Work to do: Copy the lines below verbatim, from the line with "Trace the outline of every instance of the brown" up to and including the line with "M751 455L758 505L722".

Extracted data:
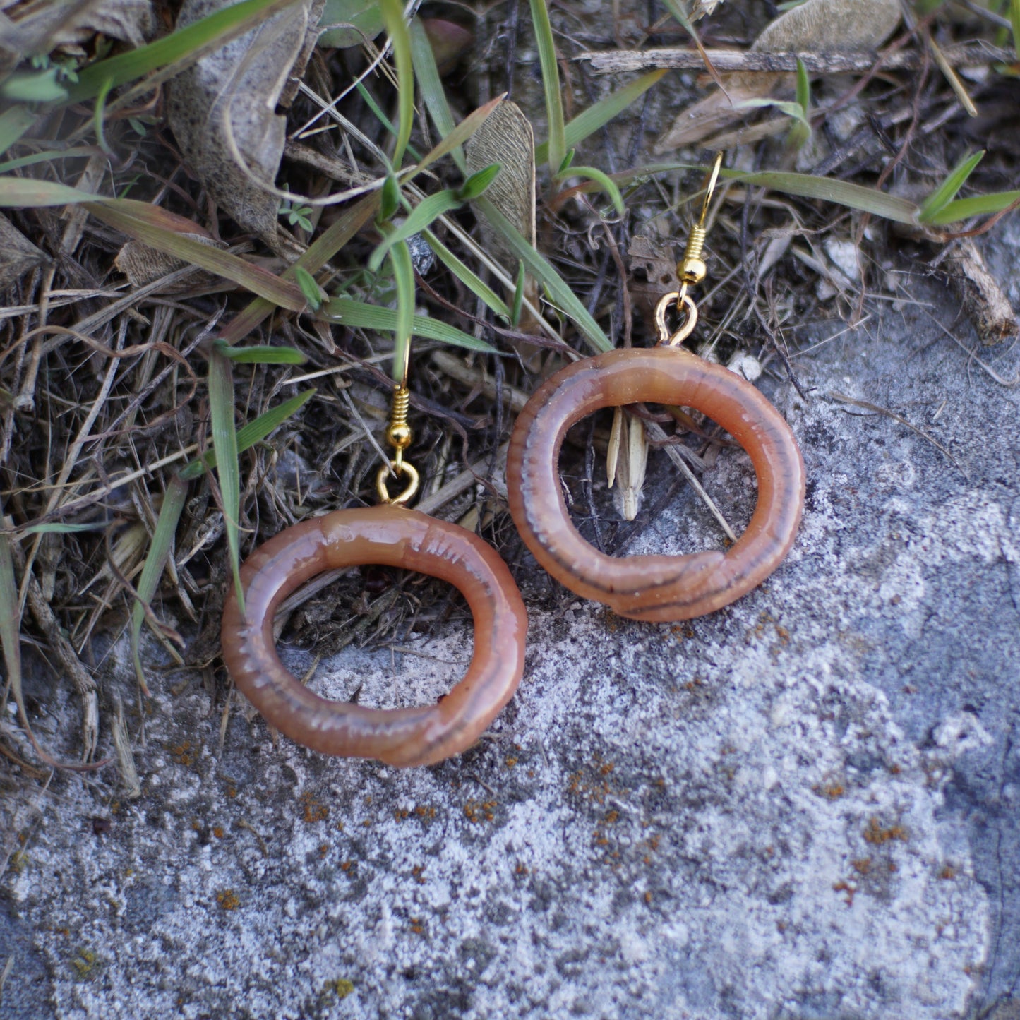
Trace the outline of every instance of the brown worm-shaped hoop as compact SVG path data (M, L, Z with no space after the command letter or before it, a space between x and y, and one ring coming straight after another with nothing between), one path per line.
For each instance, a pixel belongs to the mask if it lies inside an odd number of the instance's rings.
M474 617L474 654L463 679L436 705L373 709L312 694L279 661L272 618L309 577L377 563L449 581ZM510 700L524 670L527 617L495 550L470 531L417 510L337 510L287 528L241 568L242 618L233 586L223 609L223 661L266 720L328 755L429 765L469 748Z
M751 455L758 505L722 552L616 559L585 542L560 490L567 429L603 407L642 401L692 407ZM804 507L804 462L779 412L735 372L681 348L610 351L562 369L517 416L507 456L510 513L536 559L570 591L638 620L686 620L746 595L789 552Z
--
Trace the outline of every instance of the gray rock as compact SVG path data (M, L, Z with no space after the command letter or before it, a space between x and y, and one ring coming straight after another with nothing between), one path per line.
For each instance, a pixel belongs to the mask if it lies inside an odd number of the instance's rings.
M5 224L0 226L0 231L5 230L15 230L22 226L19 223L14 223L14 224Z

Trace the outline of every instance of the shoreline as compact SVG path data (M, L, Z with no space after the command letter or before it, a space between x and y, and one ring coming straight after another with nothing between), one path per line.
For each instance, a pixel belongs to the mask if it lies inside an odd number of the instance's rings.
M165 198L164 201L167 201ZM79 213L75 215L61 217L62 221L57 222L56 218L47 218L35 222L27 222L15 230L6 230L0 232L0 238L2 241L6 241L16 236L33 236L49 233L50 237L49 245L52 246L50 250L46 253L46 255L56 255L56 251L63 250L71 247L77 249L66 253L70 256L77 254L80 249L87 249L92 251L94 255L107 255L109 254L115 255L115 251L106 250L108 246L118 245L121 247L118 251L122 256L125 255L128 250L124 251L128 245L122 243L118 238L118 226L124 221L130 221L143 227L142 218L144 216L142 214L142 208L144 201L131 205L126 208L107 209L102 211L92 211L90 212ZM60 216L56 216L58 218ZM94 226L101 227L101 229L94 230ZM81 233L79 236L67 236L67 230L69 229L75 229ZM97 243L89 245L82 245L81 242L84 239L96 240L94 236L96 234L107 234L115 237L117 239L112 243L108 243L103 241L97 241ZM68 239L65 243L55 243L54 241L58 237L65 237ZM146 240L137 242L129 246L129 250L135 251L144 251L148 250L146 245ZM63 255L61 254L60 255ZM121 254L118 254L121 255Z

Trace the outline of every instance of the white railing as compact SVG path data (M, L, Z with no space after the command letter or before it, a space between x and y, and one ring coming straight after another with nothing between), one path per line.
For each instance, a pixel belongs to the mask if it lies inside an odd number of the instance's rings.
* * *
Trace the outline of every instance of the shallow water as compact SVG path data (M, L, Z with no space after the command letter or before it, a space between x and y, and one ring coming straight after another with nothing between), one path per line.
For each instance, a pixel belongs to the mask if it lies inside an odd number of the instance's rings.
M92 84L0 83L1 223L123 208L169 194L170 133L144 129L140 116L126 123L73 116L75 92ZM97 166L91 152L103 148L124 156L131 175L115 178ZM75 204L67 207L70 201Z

Problem solution:
Trace the outline of every instance of the brown worm-shaped hoop as compact SVG path data (M, L, Z with no space after the command letter or before it, a space between x and y, and one ring coming straight after another with nothing between), one path per line.
For each instance, a pixel belongs to the mask if it lies inside an odd number of the instance's rings.
M474 617L474 654L463 679L436 705L373 709L312 694L279 661L272 618L309 577L377 563L449 581ZM510 700L524 670L527 617L495 550L470 531L417 510L337 510L287 528L241 568L242 618L233 586L223 609L223 661L266 720L328 755L429 765L469 748Z
M751 455L758 505L722 552L616 559L585 542L560 490L567 429L603 407L642 401L692 407ZM804 507L804 462L779 412L735 372L681 348L610 351L562 369L517 416L507 456L510 513L536 559L570 591L638 620L686 620L746 595L789 552Z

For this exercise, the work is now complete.